[Named-object pointing records]
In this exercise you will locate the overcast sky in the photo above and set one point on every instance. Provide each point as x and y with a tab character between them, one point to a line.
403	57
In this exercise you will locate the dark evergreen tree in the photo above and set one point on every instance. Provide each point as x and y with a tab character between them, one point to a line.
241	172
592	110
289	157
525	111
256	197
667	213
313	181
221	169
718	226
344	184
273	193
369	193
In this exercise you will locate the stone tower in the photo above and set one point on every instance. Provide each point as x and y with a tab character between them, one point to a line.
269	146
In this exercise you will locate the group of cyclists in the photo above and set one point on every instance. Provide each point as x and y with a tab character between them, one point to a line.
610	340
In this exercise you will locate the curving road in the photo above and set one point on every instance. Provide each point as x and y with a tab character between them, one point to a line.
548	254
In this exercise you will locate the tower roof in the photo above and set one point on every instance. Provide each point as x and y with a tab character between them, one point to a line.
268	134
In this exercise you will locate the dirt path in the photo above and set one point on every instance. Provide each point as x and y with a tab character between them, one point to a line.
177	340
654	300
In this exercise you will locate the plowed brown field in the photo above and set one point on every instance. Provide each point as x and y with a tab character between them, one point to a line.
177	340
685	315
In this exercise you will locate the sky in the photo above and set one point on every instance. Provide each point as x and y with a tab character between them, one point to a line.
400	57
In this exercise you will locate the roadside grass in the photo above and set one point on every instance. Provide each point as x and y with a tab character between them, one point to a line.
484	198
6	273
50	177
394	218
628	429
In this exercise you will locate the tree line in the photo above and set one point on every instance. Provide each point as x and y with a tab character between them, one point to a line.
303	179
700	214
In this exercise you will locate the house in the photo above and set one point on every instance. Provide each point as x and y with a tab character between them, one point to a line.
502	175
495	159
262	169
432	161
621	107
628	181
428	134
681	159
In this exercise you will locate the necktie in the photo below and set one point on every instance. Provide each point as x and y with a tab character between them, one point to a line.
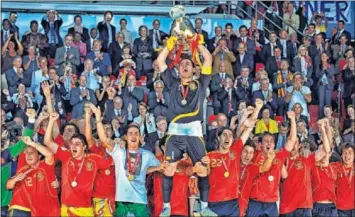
52	33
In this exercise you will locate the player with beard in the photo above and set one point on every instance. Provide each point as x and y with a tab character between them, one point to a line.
104	186
34	191
187	97
345	183
132	164
79	170
248	172
62	137
296	189
224	173
265	190
324	179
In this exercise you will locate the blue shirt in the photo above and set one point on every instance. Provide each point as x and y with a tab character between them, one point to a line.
132	191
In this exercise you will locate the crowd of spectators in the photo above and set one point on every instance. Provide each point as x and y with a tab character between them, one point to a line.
311	74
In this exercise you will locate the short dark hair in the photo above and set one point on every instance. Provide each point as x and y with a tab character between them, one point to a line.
33	22
228	24
123	19
82	138
76	16
346	146
261	137
242	26
250	143
108	12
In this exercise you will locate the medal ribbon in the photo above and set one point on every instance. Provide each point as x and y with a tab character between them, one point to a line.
184	92
80	168
349	175
129	165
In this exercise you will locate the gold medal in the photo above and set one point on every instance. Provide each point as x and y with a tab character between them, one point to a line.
130	177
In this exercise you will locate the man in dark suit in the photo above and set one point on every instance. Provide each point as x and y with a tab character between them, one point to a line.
292	48
90	42
51	24
273	63
199	30
115	51
217	85
158	100
243	59
6	31
78	27
228	98
132	95
243	85
342	31
157	35
106	30
269	98
79	96
114	110
14	76
213	42
281	137
65	54
315	51
251	48
13	19
153	138
268	49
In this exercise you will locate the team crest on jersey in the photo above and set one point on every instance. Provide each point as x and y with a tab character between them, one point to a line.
89	166
299	165
40	175
192	86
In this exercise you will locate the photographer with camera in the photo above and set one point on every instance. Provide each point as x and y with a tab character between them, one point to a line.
9	131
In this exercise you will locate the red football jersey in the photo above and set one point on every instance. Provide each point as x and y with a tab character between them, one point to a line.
79	195
224	188
20	198
345	187
247	175
179	194
296	189
324	183
266	186
104	186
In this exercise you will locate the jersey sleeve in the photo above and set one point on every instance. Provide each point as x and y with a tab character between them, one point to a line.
153	162
62	154
237	146
103	163
283	155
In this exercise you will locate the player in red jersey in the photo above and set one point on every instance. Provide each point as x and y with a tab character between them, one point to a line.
179	194
265	189
224	171
296	189
248	172
34	194
324	178
79	171
345	183
104	186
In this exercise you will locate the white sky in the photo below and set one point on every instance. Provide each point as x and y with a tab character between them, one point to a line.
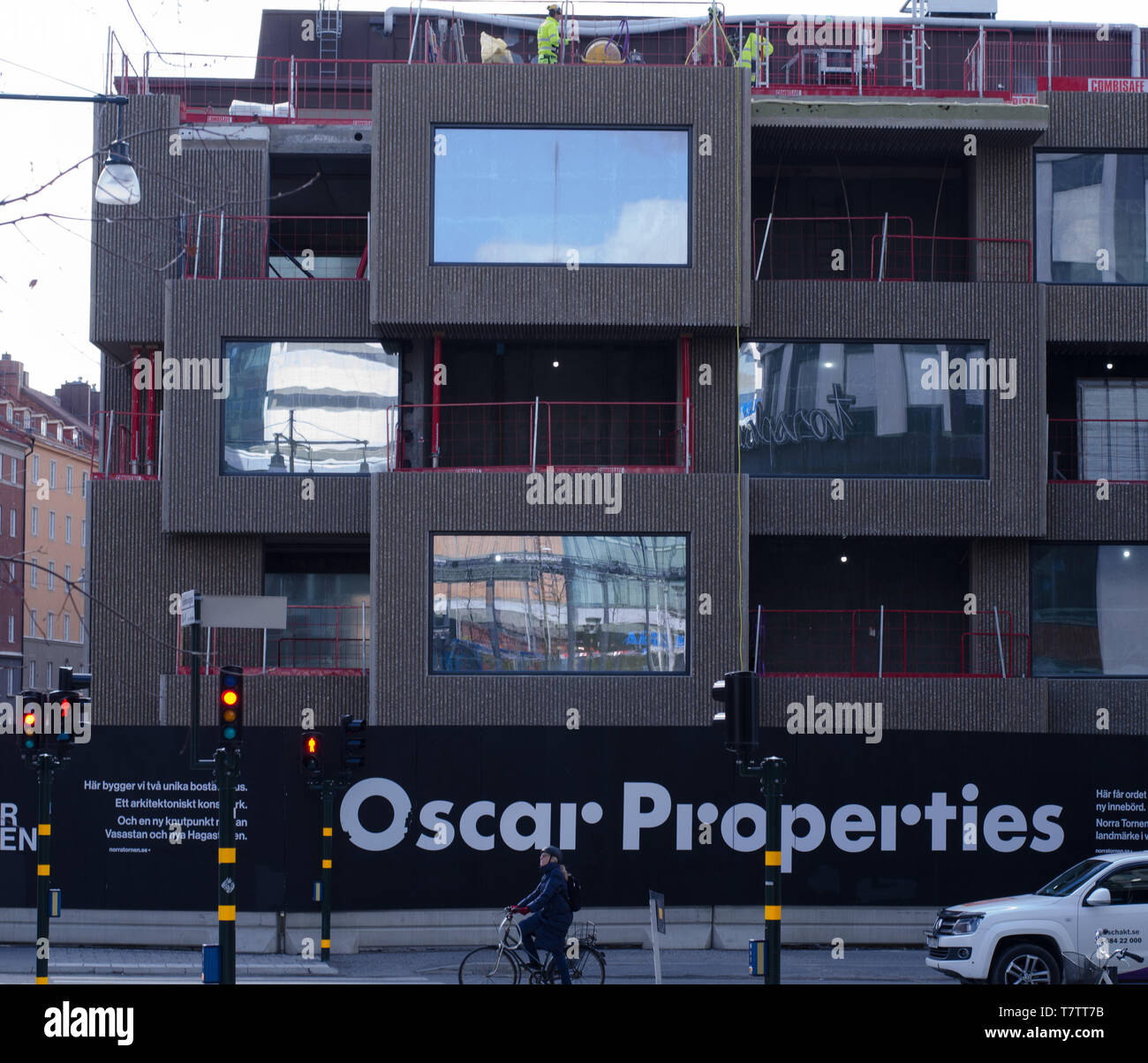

• _INSTRUCTIONS FOR THE TASK_
From the entries above, pull out each line that contains the word "below" and copy it in full.

• _ANSWER FOR THE TASK_
In this exercise you will locate the necktie in the photo below and set one point on every instance. Provide each point as x and y with a tab character between them, one point to a line.
In this exercise you will locate the white sky in the photo below and set one point on every instance. Provide each point as x and y with a tab character between them, one point to a line.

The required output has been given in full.